Extracted text
GovernanceMacroeconomicsBoE requests readiness for zero or negative rates

BoE requests readiness for zero or negative rates

UK’s central bank considers market preparedness for negative interest rates

The Bank of England (BoE) has further increased speculation on the possibility of negative interest rates as it requests information from high street banks and lenders to their operational readiness for zero or negative interest rates.

“For a negative bank rate to be effective as a policy tool, the financial sector –as the key transmission mechanism of monetary policy –would need to be operationally ready to implement it in a way that does not adversely affect the safety and soundness of firms,” wrote Sam Woods, deputy governor at the BoE and CEO of the Prudential Regulation Authority in a letter to CEOs.

This is one in a number of steps to prepare the UK financial sector to the possibility of a negative rate environment.

“If you look at the forward interest rate markets, they’ve been expecting negative interest rates in the UK since the BoE announced it was under active consideration back in May”, says Andrew Probert, managing director of transaction advisory at Duff & Phelps.

“They’ve only just started discussions with banks around how to operationalise it in the last few weeks. When or if the BoE goes and introduces negative interest rates, they want to know that high street banks have the practical ability to then pass those rates to corporates and consumers alike.”

Negative interest rates discourage entities from holding cash and encourage borrowing activity.

James Orlando, senior economist at TD Bank says however that negative policy rates do not always necessarily translate into negative deposit rates.

“What we found is that this doesn’t always necessarily happen, where if the central bank goes negative that household or business deposit rates also go negative. When you look at what happened in Europe, you didn’t have household deposit rates go negative initially when the ECB introduced negative interest rates.”

Overall, bank profitability has not been adversely affected by negative interest rates. A report by TD Economics cited research which found that, “lower net interest earnings are wholly offset by higher non-interest income and lower deposit expenses.”

“That’s a great narrative for potentially going negative. If banks are able to remain profitable, then they can keep lending”, says Orlando.

Ultimately the effects of negative policy rates will only filter down if commercial banks and lenders pass on those rates to corporates and households. The same report also cited a paper which said that as policy rates went further into the negative, banks became more reluctant to drop their own lending rates, leading to diminishing marginal returns of interest rate cuts.

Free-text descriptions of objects
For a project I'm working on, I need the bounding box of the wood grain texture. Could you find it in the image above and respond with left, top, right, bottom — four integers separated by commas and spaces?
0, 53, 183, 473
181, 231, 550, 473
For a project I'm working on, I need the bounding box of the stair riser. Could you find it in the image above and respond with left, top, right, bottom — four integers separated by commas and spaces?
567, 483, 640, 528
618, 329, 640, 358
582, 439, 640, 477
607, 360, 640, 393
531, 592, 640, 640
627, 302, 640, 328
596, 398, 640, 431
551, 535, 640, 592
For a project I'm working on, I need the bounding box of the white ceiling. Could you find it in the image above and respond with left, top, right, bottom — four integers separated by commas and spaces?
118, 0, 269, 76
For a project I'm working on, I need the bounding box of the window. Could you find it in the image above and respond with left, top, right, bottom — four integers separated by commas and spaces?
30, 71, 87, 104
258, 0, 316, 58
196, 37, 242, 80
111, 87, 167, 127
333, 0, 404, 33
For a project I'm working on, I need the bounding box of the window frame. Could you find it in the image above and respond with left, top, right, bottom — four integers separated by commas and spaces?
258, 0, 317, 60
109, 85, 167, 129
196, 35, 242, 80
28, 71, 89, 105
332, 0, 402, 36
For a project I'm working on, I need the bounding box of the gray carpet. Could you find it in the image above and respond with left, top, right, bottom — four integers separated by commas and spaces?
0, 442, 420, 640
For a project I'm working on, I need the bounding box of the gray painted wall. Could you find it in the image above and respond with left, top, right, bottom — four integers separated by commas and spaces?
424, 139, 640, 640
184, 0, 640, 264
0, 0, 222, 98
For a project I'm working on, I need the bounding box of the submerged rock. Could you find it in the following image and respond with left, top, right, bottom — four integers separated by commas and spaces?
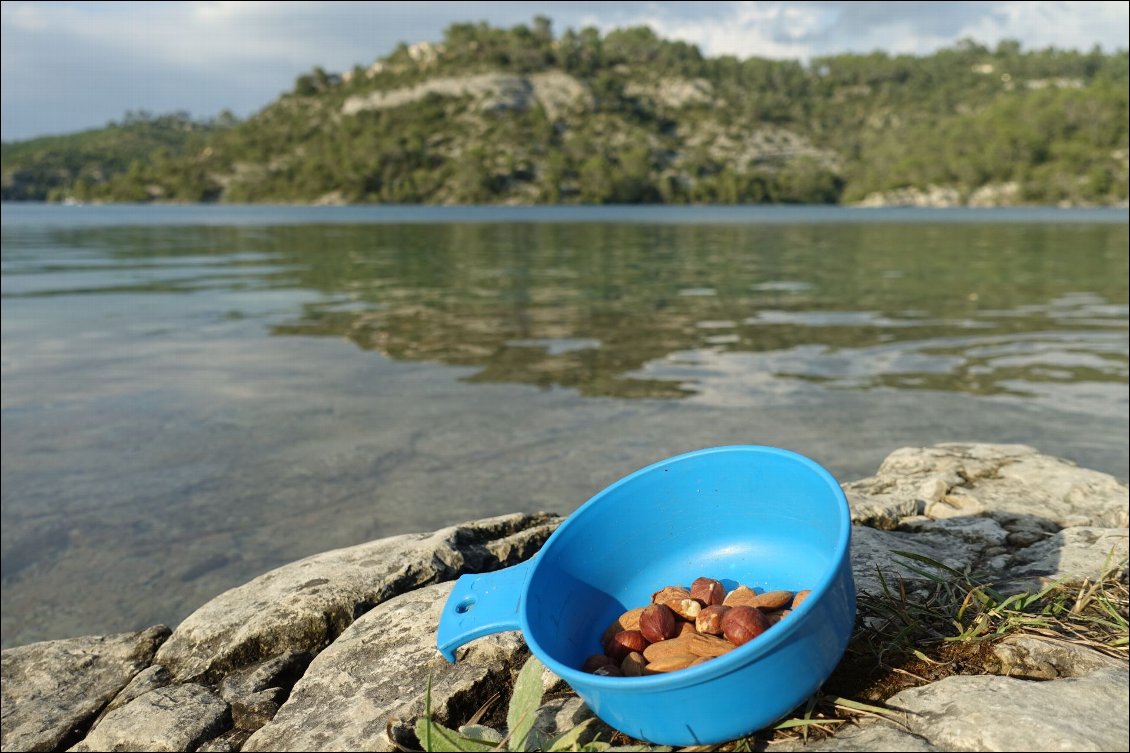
0, 625, 168, 751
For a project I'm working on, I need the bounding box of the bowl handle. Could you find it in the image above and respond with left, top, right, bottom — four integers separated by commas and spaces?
435, 555, 538, 664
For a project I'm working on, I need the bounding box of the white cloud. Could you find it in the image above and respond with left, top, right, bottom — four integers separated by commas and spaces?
0, 0, 1130, 139
586, 0, 1130, 59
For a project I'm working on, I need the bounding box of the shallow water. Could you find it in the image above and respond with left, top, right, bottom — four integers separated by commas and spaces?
0, 205, 1130, 646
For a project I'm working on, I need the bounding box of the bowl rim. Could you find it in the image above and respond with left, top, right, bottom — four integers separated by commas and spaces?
519, 444, 851, 693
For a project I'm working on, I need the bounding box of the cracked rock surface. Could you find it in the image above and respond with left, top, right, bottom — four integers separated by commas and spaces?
2, 443, 1130, 751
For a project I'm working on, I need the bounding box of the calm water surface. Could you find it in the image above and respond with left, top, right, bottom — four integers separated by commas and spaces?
0, 205, 1130, 646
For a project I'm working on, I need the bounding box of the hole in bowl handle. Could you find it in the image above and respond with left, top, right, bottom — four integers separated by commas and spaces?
435, 555, 537, 664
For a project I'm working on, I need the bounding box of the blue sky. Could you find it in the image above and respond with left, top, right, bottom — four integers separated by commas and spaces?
0, 0, 1130, 141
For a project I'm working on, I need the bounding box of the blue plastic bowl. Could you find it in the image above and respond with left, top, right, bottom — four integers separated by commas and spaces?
436, 445, 855, 745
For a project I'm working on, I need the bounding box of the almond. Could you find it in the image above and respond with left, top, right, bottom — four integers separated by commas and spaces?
690, 578, 725, 606
600, 607, 644, 647
750, 591, 792, 611
643, 654, 699, 675
765, 609, 792, 625
605, 630, 647, 664
640, 604, 678, 643
688, 635, 733, 657
643, 633, 695, 663
620, 651, 647, 677
695, 604, 730, 635
722, 586, 757, 606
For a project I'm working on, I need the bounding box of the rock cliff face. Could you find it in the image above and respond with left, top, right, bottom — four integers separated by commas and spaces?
2, 444, 1130, 751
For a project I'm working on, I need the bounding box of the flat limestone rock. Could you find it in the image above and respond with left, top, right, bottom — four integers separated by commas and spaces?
992, 634, 1125, 680
886, 666, 1130, 751
156, 513, 559, 683
243, 582, 529, 751
70, 683, 231, 753
1007, 526, 1130, 590
770, 720, 945, 753
843, 443, 1130, 529
0, 625, 168, 751
90, 664, 173, 729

Work order A
Answer these questions using the article on the Bank of England and negative rates, one answer per line:
(i) Who wrote the letter to CEOs about operational readiness?
(ii) According to Andrew Probert, since when have forward interest rate markets expected negative rates in the UK?
(iii) What happened to household deposit rates in Europe when the ECB first introduced negative interest rates?
Work order B
For each statement, say whether it agrees with the article on the Bank of England and negative rates. Answer yes or no and quote the words that decide it.
(i) Negative interest rates encourage entities to hold cash.
(ii) Overall, bank profitability has not been hurt by negative interest rates.
(iii) As policy rates went further into the negative, banks became more willing to lower their own lending rates.

Response area A
(i) Sam Woods, deputy governor at the BoE and CEO of the Prudential Regulation Authority.
(ii) Since the BoE announced in May that negative rates were under active consideration.
(iii) They did not go negative at first.

Response area B
(i) No: "Negative interest rates discourage entities from holding cash and encourage borrowing activity."
(ii) Yes: "Overall, bank profitability has not been adversely affected by negative interest rates."
(iii) No: "banks became more reluctant to drop their own lending rates"